WHAT TO PRODUCE = Leave out the images and repeat the listing below without a single change.

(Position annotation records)

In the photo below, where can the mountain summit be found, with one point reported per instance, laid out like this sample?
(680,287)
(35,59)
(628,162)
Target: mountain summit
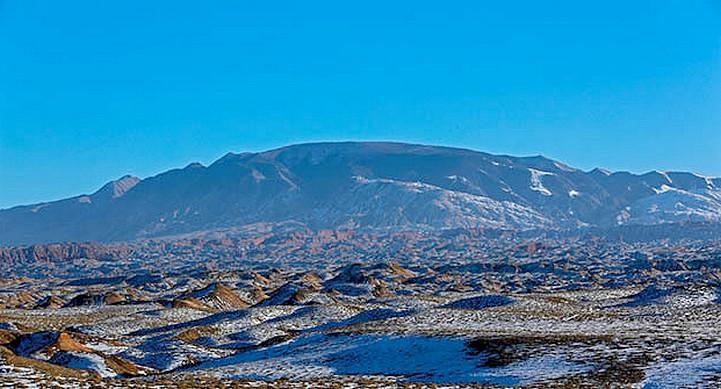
(367,185)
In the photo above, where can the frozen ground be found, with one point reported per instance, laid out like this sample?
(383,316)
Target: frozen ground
(540,320)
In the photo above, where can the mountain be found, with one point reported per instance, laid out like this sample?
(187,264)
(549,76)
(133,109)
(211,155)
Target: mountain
(372,185)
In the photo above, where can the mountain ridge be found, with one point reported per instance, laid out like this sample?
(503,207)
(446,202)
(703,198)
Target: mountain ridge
(375,185)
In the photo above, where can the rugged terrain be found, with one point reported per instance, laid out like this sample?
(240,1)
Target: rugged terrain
(327,310)
(368,186)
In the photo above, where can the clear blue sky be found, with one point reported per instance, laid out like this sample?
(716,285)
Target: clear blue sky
(92,90)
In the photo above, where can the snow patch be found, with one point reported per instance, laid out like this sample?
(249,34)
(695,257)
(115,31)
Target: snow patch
(536,182)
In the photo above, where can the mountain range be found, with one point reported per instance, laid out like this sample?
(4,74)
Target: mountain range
(368,185)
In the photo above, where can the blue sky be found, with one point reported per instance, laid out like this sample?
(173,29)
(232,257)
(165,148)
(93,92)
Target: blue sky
(92,90)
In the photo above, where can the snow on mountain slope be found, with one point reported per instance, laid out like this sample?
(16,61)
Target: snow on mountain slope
(387,203)
(671,205)
(404,186)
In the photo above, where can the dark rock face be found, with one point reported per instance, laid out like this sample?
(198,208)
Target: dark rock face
(367,185)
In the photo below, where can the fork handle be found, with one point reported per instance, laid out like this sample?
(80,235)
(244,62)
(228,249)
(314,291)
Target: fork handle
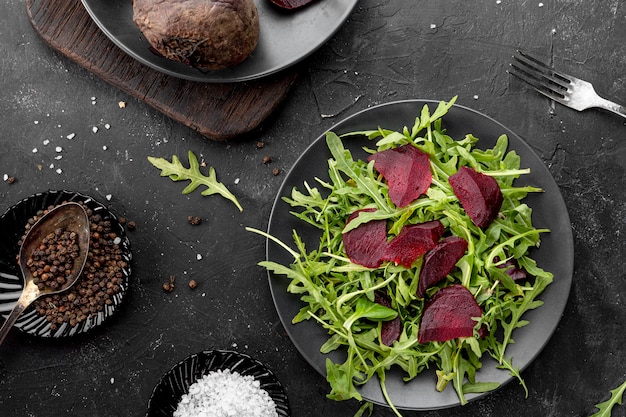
(613,107)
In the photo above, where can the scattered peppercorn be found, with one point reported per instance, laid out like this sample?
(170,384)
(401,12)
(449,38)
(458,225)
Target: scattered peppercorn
(194,220)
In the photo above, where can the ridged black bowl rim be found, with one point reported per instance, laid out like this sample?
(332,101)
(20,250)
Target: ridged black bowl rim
(12,224)
(175,382)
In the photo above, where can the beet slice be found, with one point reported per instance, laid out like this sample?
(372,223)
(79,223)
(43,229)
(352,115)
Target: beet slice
(412,242)
(440,261)
(479,195)
(366,244)
(448,315)
(290,4)
(391,329)
(407,171)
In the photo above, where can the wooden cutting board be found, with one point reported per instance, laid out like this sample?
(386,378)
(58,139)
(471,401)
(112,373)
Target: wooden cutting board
(219,111)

CORRECT RESPONSE =
In the photo below, where can the mountain summit be found, with one point reported per instance, laid out like this sample?
(680,287)
(35,59)
(628,162)
Target: mountain summit
(367,185)
In the photo above, where can the frozen ground be found, with one point reported per instance, laid out like this sample?
(383,316)
Target: frozen ground
(540,320)
In the photo above, where can the mountain be found, with one point reported per instance, laid out like this sample?
(187,264)
(549,76)
(133,109)
(211,155)
Target: mountain
(372,185)
In the photo above, where can the mountain ridge be found, with one point reported per instance, laid out like this sample?
(503,207)
(446,202)
(703,198)
Target: mountain ridge
(375,185)
In the photo above, where can the rugged terrain be found, with one point reported per instance, laid out like this sample?
(240,1)
Target: rugged terrain
(327,310)
(368,186)
In the photo above, where can the clear blue sky be found, with one point reported per instance, laid out like this sample?
(716,285)
Target: clear blue sky
(92,90)
In the photo above, where can the snow patch be found, with one point reported per instance, laid out like this sample?
(249,34)
(695,257)
(115,31)
Target: snow patch
(536,182)
In the photo above, where can the mountain range be found, with one point reported per instance, laid out like this sample?
(4,74)
Target: mountain range
(368,185)
In the photo above, where can the blue sky be found, with one point reported per instance, laid out like this sample?
(173,29)
(232,257)
(165,148)
(93,92)
Target: blue sky
(92,90)
In the photo above, where can the snow on mountain slope be found, with one point reported per instance, laid out like this sample?
(16,61)
Target: snow on mountain slope
(387,203)
(671,205)
(404,186)
In the photo above, where can the dark rock face be found, with one point reported per instance, laid out like this sample?
(198,208)
Target: dark rock face
(367,185)
In the photo below, where can the fork handle be found, with one point reported per instance, laid out like this sample?
(80,235)
(244,62)
(228,249)
(314,291)
Target: fork handle
(613,107)
In the photo above, where can the scattered peppercorn be found, with one point reported per instance, laid out like this sample?
(170,384)
(401,12)
(449,38)
(458,225)
Target: scattered peppercorn
(194,220)
In the photo above, where can the ridged black bowl rim be found, with one point reported per instance, laid out like this sample?
(332,101)
(20,250)
Target: ridged black bowl rim
(12,224)
(175,382)
In the photo above, where can the beet slice be found, with one point reported per instance, laid out like this sample?
(372,223)
(79,223)
(43,229)
(352,115)
Target: beet slice
(412,242)
(440,261)
(479,195)
(366,244)
(448,315)
(290,4)
(391,329)
(407,171)
In the photo above, where can the wooden cutting board be found, with one point reported per instance, laid out like this sample?
(386,378)
(58,139)
(471,401)
(112,373)
Target: wooden cutting board
(219,111)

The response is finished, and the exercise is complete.